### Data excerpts
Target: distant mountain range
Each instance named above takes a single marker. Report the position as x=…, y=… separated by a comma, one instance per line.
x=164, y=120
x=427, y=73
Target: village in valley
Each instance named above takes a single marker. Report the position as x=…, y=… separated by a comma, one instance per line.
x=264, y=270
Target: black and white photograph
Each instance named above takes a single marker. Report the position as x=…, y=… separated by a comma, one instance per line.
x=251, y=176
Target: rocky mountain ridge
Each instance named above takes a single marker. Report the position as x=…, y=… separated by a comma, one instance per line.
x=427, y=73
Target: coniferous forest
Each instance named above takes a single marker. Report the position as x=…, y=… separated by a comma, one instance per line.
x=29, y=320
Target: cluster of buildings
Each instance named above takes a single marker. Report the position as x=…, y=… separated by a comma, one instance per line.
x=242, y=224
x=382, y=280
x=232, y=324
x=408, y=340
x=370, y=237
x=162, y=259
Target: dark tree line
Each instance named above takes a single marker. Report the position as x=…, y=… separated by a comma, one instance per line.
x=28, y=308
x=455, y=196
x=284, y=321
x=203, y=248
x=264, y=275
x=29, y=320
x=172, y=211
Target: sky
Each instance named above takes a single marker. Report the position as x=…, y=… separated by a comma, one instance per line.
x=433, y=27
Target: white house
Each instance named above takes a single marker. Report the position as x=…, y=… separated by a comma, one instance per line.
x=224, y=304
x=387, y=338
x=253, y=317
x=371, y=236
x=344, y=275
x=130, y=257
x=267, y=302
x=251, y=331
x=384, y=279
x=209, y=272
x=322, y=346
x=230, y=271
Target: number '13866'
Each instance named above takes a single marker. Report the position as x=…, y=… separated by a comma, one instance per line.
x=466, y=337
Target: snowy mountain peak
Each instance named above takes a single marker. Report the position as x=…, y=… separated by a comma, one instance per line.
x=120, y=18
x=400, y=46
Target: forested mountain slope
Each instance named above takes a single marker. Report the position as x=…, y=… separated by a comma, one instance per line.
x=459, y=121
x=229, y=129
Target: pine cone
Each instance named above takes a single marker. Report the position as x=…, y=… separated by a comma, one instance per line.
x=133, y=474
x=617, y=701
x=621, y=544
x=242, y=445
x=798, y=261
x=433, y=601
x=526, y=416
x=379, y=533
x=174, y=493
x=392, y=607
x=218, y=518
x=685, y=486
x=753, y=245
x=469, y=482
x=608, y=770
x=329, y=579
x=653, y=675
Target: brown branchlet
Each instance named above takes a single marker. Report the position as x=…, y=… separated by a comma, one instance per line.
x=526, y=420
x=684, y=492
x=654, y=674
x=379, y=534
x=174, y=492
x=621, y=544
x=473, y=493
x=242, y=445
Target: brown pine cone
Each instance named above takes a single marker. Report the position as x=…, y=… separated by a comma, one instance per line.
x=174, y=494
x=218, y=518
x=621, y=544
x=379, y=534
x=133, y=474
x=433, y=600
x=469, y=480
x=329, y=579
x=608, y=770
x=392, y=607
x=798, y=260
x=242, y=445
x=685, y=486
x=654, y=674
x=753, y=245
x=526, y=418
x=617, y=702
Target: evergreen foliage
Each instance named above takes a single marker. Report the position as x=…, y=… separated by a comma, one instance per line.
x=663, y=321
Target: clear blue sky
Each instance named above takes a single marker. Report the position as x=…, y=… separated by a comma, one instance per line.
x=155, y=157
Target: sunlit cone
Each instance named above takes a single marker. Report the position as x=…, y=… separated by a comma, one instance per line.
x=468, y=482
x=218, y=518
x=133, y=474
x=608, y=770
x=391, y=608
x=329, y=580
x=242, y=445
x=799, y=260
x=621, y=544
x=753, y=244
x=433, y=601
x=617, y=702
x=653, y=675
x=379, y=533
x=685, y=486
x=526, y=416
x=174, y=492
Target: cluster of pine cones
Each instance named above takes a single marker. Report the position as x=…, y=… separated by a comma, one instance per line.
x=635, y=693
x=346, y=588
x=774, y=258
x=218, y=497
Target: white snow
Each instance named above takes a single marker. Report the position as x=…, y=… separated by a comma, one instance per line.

### Assignment
From the entries, copy every line in which the string "brown" can be found.

### Task output
Target: brown branchlet
Target: brown pine cone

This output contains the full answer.